» EXERCISE:
Reproduce the items below verbatim, starting at the line containing "Would you mind marking the truck wheel" and continuing through the last item.

Items from a pointing dataset
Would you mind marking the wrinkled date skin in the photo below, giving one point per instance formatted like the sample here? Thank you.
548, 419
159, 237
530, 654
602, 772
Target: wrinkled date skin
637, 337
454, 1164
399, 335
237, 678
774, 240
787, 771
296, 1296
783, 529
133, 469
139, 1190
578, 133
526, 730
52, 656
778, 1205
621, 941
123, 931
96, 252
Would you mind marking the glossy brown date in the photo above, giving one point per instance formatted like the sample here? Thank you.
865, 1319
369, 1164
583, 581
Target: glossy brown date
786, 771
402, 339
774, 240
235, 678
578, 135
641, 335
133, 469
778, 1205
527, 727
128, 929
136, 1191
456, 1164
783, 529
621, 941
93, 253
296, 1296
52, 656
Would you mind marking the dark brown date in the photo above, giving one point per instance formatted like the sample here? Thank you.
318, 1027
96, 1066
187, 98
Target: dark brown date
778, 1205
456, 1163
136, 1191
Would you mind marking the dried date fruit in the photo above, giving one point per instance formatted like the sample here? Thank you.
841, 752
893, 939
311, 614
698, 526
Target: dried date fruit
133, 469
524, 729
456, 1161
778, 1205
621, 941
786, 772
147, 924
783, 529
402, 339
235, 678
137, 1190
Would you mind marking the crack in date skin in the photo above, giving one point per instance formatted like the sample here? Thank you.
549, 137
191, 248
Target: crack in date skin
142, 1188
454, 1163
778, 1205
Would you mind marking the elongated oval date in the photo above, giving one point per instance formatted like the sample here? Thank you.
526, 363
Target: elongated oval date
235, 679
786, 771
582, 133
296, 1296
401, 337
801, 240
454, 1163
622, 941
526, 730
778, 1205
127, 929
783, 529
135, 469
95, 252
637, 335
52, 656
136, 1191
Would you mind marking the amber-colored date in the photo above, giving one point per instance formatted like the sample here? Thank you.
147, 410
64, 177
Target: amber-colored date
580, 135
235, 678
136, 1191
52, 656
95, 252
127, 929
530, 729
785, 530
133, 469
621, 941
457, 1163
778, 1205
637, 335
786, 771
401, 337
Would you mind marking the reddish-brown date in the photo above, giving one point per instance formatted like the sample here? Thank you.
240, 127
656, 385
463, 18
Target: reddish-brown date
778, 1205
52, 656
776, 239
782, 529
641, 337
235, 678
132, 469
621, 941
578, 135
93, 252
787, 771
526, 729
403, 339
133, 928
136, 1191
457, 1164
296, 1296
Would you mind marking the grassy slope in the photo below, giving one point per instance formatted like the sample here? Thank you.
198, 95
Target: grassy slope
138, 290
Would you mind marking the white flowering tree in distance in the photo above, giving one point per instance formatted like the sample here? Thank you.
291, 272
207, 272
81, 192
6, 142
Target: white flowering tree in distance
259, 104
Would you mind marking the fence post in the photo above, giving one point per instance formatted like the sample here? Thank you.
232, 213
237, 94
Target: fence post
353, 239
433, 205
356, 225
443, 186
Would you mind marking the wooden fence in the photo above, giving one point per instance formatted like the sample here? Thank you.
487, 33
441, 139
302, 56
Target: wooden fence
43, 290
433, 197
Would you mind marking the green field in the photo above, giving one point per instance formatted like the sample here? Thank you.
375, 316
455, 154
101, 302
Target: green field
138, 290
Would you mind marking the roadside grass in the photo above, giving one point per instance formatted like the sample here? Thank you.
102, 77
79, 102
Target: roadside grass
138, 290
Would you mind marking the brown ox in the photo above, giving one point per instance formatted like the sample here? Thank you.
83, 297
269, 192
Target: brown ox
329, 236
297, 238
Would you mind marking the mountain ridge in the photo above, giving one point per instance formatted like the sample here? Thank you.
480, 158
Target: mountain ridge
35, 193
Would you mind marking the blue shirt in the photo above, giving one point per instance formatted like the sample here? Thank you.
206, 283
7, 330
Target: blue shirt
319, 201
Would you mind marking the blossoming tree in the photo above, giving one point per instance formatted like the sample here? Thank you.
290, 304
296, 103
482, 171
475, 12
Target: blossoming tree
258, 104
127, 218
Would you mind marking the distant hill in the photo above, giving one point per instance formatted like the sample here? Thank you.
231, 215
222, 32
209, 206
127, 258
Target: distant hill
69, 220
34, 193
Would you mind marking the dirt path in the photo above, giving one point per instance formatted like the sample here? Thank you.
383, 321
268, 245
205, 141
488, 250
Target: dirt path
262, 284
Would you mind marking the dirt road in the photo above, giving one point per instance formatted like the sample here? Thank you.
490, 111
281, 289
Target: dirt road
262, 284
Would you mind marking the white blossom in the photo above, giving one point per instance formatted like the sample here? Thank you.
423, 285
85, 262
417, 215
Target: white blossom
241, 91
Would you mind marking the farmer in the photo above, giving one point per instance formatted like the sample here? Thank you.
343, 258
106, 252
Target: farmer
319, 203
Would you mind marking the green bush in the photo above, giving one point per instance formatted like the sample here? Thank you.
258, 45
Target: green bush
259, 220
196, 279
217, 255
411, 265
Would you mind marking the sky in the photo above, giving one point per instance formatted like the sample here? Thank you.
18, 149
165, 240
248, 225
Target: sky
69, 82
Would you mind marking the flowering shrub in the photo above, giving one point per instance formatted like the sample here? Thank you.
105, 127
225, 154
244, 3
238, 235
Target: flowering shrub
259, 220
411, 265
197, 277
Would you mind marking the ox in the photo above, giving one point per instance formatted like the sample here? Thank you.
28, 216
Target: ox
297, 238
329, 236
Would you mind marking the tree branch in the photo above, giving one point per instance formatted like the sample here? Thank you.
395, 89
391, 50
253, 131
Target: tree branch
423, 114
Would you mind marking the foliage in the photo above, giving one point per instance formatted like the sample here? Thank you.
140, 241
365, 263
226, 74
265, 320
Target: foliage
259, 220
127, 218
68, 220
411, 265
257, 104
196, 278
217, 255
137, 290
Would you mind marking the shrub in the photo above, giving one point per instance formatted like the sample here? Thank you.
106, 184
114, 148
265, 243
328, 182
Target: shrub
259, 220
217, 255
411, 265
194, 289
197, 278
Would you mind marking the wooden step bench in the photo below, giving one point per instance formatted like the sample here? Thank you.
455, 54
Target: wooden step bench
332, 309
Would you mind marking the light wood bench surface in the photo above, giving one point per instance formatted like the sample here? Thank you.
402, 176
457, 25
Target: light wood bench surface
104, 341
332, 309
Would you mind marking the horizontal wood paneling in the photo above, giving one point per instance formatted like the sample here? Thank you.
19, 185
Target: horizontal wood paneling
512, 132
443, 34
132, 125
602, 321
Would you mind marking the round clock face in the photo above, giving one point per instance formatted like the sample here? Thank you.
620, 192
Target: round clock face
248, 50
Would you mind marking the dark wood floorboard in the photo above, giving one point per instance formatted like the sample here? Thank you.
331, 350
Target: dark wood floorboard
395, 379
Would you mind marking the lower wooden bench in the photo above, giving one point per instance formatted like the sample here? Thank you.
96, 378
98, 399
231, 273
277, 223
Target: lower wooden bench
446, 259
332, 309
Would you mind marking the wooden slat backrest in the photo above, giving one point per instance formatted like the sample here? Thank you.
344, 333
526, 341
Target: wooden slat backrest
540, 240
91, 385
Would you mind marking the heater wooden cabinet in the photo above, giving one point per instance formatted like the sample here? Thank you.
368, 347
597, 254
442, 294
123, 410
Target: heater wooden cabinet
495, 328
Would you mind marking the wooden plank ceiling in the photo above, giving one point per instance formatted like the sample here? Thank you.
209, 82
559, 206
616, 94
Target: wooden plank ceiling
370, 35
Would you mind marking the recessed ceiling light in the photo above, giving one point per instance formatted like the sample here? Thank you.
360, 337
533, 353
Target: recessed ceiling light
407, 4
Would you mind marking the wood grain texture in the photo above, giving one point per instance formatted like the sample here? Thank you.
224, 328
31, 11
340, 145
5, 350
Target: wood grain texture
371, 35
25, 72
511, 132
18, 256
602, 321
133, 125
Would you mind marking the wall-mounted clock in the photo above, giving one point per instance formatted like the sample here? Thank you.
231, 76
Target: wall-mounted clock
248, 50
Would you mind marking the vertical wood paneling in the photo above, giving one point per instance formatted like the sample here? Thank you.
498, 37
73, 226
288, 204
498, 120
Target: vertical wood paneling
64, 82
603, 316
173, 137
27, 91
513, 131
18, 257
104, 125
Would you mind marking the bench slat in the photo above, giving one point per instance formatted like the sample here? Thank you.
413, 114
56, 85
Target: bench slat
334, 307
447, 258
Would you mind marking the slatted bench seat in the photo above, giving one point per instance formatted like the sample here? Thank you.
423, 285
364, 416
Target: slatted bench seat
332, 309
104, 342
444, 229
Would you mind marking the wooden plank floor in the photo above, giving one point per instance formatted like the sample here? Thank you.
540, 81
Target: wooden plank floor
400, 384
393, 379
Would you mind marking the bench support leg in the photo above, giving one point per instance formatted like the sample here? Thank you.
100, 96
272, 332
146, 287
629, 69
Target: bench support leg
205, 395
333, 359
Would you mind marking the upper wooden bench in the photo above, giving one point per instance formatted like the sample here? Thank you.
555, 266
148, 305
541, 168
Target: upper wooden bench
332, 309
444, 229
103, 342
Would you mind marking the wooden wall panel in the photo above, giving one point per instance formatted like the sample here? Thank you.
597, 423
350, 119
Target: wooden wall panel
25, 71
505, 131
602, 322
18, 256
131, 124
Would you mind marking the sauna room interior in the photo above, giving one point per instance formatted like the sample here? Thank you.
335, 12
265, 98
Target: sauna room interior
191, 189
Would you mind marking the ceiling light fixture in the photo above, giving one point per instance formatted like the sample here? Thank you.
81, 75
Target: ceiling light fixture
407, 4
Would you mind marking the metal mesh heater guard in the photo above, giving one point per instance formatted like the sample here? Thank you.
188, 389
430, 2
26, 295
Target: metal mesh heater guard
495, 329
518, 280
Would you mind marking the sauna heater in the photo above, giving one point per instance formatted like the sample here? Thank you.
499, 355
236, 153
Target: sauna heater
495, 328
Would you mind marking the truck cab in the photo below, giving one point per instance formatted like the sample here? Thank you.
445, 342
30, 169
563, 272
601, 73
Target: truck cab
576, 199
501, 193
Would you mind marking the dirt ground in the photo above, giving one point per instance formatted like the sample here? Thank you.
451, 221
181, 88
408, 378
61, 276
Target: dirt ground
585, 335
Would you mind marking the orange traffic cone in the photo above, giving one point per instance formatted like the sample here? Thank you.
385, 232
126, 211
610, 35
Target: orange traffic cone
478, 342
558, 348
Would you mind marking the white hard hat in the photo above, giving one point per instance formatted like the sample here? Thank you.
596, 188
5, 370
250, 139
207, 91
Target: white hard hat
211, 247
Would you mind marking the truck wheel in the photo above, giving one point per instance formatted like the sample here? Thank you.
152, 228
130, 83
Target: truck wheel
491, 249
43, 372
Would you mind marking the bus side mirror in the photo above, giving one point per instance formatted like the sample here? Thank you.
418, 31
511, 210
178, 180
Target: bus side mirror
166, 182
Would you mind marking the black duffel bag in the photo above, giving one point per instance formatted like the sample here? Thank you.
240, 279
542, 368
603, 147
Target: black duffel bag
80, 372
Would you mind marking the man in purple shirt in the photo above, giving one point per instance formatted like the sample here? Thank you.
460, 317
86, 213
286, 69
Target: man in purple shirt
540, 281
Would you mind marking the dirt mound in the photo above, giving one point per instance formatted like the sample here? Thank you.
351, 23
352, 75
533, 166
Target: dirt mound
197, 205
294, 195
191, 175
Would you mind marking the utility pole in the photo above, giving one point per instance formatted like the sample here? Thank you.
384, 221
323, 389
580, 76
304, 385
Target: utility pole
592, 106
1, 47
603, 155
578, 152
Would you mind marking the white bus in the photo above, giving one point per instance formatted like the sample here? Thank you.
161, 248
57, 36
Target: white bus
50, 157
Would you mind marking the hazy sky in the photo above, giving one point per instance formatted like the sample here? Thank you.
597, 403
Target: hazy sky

» EXERCISE SOLUTION:
Would you mind marking the truck wheel in the photo above, giving one point per instance formatted like the sample here? Thank you.
152, 228
130, 83
Target: truck wheel
491, 249
43, 372
Would you mind marking the bus side mirror in the photo above, giving one point per instance formatted like the sample here? Thank you.
418, 31
511, 210
178, 180
Target: bus side mirror
166, 182
Would you mind marking the black duffel bag in the photo above, giving one point per instance formatted like the sample here? Thank you.
240, 279
542, 368
603, 147
Target: black duffel bag
80, 372
Would you mind marking the man in purple shirt in the photo above, giving one point per instance formatted like the sample here? Thank you.
460, 317
86, 213
286, 69
Target: man in purple shirt
540, 281
Would you mind marking the dirt mound in the photo above, giving one point per instance formatted like the sample here? Thank you.
351, 23
352, 75
533, 166
Target: dirt mound
197, 205
294, 195
191, 175
Would you mind marking the utility pole in the photo above, giving one point per instance formatted like the sample here? Thank you.
384, 221
323, 389
580, 76
304, 385
Target: utility pole
592, 106
1, 47
603, 155
578, 152
Would you mind marking the white bus in the photo above, giving one point per instance formatted like the sample here? Thank you.
161, 248
57, 36
Target: white bus
50, 157
Would you mind marking the hazy sky in the photo above, giving one point per instance formatted like the sample here? Thank you.
597, 403
Target: hazy sky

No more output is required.